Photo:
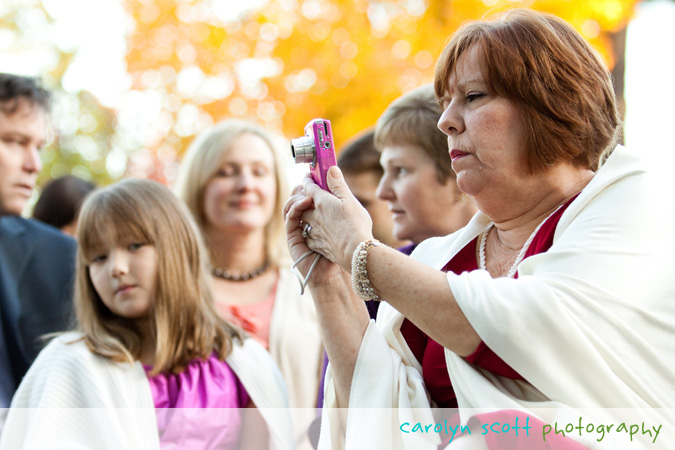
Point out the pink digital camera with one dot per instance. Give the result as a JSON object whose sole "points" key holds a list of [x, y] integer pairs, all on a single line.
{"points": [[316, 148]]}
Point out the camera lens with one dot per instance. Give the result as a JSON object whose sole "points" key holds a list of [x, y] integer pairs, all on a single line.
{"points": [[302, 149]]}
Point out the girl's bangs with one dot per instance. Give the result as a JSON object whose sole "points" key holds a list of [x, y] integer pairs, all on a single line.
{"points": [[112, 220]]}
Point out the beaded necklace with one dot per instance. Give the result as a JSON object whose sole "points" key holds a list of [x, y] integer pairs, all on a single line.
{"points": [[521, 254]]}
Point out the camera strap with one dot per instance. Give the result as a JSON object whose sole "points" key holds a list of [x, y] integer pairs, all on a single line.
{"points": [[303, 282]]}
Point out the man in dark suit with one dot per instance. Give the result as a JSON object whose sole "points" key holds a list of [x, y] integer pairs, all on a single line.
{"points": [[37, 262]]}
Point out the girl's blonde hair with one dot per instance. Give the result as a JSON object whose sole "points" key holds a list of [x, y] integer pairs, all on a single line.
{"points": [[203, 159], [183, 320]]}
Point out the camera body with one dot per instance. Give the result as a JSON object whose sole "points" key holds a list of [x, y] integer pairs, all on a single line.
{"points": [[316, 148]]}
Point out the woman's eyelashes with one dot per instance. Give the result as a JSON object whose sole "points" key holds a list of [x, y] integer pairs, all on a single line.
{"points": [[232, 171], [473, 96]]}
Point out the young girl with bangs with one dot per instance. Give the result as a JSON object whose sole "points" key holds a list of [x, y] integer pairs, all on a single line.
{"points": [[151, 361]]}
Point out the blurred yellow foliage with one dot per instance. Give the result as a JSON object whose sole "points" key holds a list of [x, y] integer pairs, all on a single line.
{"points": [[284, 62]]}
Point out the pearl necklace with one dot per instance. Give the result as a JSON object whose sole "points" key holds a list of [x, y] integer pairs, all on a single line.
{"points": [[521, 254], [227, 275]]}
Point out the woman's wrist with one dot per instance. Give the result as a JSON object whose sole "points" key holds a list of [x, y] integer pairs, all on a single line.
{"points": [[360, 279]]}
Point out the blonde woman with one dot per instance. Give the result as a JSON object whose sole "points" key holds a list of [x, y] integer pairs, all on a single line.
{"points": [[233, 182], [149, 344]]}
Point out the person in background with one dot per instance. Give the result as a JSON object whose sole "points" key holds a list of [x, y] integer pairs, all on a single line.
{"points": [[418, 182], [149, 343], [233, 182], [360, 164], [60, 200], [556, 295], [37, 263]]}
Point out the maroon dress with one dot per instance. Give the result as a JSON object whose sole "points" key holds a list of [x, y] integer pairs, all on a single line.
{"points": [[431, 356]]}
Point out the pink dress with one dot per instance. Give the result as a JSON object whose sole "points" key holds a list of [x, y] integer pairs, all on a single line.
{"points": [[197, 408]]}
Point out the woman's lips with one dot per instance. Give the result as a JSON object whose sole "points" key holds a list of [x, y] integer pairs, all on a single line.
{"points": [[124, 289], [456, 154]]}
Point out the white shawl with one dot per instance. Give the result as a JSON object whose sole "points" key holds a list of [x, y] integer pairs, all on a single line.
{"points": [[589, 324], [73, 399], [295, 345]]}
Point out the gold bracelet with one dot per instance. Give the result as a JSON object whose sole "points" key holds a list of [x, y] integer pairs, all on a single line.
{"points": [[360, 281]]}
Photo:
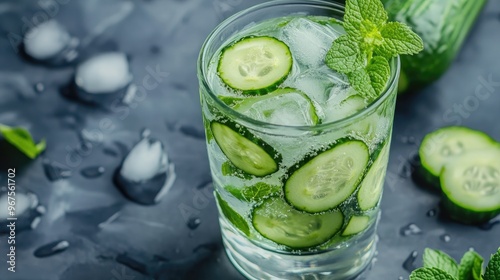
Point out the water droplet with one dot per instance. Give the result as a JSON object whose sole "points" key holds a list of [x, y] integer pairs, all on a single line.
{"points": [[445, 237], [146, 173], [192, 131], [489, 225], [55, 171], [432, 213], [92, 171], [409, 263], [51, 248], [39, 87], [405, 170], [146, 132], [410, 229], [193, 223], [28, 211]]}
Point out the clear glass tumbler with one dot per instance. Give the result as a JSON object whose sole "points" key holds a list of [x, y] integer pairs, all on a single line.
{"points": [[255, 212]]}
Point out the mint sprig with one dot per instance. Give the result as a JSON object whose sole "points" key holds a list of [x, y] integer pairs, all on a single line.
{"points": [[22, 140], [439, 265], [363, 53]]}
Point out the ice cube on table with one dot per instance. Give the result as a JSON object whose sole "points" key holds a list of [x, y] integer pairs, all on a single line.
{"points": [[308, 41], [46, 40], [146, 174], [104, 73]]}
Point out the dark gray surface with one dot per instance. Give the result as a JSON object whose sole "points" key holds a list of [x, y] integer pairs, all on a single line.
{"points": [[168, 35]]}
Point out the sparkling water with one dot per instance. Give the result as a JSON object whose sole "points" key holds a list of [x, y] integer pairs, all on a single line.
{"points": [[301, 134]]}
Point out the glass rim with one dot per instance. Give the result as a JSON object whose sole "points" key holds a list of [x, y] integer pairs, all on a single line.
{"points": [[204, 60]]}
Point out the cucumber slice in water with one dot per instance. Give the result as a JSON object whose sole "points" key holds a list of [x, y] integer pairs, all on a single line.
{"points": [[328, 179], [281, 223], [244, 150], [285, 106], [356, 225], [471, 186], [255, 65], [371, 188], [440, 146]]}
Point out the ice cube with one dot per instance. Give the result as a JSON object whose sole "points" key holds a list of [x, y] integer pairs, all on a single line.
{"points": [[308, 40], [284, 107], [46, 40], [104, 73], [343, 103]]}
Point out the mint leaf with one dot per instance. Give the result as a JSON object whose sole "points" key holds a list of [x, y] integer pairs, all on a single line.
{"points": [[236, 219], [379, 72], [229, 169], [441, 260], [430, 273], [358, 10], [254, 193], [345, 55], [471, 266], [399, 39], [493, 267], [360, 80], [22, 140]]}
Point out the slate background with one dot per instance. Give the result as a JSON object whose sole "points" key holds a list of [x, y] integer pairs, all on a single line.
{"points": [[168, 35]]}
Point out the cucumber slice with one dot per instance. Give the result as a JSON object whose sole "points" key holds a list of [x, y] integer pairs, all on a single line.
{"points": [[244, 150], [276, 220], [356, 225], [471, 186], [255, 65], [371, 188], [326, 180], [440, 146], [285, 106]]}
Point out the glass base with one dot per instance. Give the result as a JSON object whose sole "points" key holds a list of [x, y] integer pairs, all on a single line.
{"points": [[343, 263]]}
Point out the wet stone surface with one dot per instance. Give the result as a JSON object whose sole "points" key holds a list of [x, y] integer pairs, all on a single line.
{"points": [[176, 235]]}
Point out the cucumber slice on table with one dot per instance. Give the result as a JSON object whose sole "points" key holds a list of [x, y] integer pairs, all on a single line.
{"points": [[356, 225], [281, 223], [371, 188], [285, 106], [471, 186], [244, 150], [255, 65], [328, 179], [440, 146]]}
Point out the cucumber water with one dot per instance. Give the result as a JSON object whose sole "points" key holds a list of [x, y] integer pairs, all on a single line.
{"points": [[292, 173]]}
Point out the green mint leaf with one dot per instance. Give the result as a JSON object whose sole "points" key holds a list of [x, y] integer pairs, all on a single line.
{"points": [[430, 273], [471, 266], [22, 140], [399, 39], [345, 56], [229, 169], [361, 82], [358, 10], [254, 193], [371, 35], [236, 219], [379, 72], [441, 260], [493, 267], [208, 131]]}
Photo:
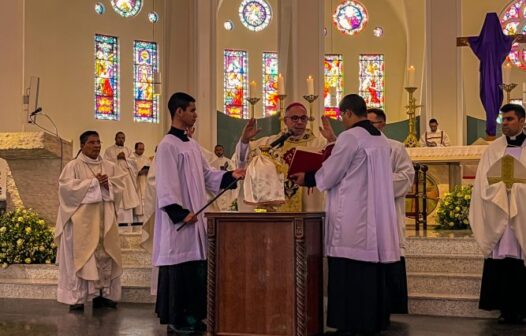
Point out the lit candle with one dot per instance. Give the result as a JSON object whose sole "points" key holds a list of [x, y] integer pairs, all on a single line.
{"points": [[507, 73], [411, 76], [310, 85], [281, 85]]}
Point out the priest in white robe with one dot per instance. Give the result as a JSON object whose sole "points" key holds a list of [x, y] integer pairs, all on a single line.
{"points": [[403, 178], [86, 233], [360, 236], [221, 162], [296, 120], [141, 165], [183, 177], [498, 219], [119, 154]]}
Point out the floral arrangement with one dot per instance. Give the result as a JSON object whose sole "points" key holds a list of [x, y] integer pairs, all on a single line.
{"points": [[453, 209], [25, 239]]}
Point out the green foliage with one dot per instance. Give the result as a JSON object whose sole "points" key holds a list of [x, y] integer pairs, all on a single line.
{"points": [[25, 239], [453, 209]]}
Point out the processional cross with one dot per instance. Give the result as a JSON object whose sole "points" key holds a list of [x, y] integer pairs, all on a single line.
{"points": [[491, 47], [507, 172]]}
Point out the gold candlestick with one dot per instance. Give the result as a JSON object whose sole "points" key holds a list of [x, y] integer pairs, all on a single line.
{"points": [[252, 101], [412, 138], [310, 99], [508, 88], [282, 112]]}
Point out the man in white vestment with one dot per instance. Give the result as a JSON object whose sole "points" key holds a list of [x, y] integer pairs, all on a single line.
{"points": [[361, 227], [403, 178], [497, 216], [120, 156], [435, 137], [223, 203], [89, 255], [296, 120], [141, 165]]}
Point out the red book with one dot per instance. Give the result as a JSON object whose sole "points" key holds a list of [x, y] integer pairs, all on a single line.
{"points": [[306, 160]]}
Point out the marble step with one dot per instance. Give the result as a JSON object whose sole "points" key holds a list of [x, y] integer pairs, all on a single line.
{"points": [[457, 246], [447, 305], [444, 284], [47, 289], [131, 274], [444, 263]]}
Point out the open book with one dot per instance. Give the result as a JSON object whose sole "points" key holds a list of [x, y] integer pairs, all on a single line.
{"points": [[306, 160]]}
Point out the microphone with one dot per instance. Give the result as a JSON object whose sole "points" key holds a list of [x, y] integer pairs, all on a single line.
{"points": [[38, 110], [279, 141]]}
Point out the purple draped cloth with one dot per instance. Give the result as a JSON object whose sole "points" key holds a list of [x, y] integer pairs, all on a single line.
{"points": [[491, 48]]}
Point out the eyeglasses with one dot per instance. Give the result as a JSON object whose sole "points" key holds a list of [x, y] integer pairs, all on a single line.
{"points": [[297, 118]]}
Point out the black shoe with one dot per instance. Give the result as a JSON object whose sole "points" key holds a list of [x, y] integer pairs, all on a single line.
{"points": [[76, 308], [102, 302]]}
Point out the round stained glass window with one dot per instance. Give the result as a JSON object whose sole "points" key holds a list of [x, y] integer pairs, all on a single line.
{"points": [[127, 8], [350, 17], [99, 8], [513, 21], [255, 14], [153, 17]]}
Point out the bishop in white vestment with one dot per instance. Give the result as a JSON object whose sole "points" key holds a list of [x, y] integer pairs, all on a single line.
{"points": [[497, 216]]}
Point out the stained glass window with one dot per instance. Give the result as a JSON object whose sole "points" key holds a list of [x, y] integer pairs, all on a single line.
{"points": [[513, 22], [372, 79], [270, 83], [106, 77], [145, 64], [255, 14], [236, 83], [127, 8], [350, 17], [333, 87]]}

--------

### Task item
Take the line that contains "Point out the bishop" and every line after it through the end of the listing above, and repeat them exactly.

### Result of this task
Point out the bishop in white vestment with one dot per instance. Give the result as a JSON object whose sole "points" key holds a list of [x, y] integer pairs, all on a single line.
{"points": [[497, 216]]}
Point out the stained glass window with one dot per instance. Give the result as a JSON object whose sole "points" key holds a list of [x, y] integer pairs, all on a single line.
{"points": [[513, 22], [372, 79], [270, 83], [106, 77], [145, 64], [255, 14], [236, 83], [127, 8], [350, 17], [333, 87]]}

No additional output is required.